▸ **Data extract**
· · · · ·

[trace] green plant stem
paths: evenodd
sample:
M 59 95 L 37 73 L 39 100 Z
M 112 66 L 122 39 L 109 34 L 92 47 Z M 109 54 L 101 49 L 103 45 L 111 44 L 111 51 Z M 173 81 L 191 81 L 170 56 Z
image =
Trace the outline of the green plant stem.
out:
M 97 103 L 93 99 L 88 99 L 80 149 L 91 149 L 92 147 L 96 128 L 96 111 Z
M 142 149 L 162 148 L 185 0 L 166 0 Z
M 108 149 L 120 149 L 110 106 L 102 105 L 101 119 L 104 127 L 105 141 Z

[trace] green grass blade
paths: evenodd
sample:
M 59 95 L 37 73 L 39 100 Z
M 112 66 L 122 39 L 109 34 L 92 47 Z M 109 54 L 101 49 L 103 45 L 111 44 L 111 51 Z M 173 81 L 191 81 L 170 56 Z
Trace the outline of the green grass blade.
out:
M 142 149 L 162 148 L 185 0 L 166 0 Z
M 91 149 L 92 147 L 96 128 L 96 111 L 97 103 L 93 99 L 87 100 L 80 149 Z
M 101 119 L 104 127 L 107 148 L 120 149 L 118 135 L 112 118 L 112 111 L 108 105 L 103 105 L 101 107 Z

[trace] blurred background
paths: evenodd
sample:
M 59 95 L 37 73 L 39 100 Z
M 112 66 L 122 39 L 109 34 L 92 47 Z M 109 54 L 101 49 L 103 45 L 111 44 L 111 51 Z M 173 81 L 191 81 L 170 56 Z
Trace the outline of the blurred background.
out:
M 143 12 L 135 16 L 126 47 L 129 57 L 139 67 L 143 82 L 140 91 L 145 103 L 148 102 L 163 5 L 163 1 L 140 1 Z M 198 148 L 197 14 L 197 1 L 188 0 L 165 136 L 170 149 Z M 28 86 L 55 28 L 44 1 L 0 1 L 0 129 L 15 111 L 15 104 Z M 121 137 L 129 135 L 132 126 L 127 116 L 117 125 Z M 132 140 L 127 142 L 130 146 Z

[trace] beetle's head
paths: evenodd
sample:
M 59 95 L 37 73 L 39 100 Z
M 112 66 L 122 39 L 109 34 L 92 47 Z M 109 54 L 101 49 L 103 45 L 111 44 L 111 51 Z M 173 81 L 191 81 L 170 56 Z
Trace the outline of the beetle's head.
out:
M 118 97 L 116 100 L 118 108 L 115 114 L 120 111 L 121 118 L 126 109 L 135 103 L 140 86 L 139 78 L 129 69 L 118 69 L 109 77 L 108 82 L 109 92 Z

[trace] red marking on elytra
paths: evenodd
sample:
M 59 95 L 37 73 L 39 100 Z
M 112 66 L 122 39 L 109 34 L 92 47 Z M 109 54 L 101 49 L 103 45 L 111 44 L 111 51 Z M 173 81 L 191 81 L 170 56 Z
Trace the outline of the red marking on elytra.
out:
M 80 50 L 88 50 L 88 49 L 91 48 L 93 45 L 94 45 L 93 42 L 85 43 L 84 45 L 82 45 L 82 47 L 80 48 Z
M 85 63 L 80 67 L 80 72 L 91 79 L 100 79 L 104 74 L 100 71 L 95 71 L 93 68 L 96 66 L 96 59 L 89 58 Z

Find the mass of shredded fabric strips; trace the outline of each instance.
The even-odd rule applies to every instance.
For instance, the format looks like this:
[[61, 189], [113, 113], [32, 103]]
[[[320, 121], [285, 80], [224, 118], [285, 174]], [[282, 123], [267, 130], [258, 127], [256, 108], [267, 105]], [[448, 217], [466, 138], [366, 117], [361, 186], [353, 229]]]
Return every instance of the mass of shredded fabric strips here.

· · · · ·

Pull out each line of the listing above that contains the word "instance".

▸ **Response below**
Find the mass of shredded fabric strips; trace the outline of each instance.
The even-odd rule applies to every instance.
For instance, the format looks like this:
Return every instance of the mass of shredded fabric strips here.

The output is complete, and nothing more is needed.